> WHAT THE TASK ASKS
Write out, word for word, the rows between the line containing "Reviewer note. Confirm that each instance of the black" and the line containing "<point>84,68</point>", inclusive. Leave the pictures out of your answer.

> DATASET EXTRACT
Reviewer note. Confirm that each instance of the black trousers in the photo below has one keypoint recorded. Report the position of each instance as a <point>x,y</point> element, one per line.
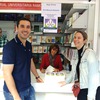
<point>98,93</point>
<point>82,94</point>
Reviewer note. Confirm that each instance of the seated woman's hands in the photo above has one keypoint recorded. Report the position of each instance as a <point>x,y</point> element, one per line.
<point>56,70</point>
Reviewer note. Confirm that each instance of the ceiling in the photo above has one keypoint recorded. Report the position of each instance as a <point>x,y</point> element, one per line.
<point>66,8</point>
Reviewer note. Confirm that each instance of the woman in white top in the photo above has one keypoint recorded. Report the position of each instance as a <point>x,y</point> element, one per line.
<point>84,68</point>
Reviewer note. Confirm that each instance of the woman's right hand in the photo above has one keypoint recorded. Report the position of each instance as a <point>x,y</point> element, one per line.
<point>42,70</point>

---

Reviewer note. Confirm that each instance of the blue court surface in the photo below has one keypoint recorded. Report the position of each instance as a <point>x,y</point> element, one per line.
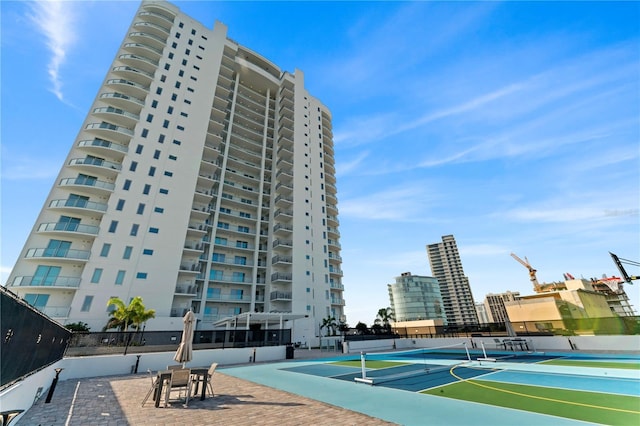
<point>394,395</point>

==

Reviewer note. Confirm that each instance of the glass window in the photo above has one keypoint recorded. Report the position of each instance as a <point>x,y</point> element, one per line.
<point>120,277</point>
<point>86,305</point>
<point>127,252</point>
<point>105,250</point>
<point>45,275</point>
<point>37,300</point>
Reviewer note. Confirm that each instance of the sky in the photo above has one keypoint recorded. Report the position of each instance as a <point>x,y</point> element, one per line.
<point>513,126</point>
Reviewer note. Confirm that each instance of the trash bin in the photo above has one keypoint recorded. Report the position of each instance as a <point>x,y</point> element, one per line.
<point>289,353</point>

> SOLVED EXERCISE
Reviewer note. Confirm that each instance of the black trousers in the photo below has one keypoint recorded. Report the position of each instance as a <point>x,y</point> element, one per line.
<point>98,93</point>
<point>82,94</point>
Reviewer note. Confirm that each instance of the seated woman's hands in the photo above has one keypoint recorded. Report the position of each instance as a <point>x,y</point> element, one per line.
<point>56,70</point>
Reviewer note. Confirm that each instance of the ceiling in the photo above has one keypoint recorded. Report the position of each instance as a <point>x,y</point> element, one per line.
<point>66,8</point>
Reviewer note. Confirm that each instance of the woman in white top in the photo above has one keypoint recorded. Report the position of each instance as a <point>x,y</point> element, one per line.
<point>84,68</point>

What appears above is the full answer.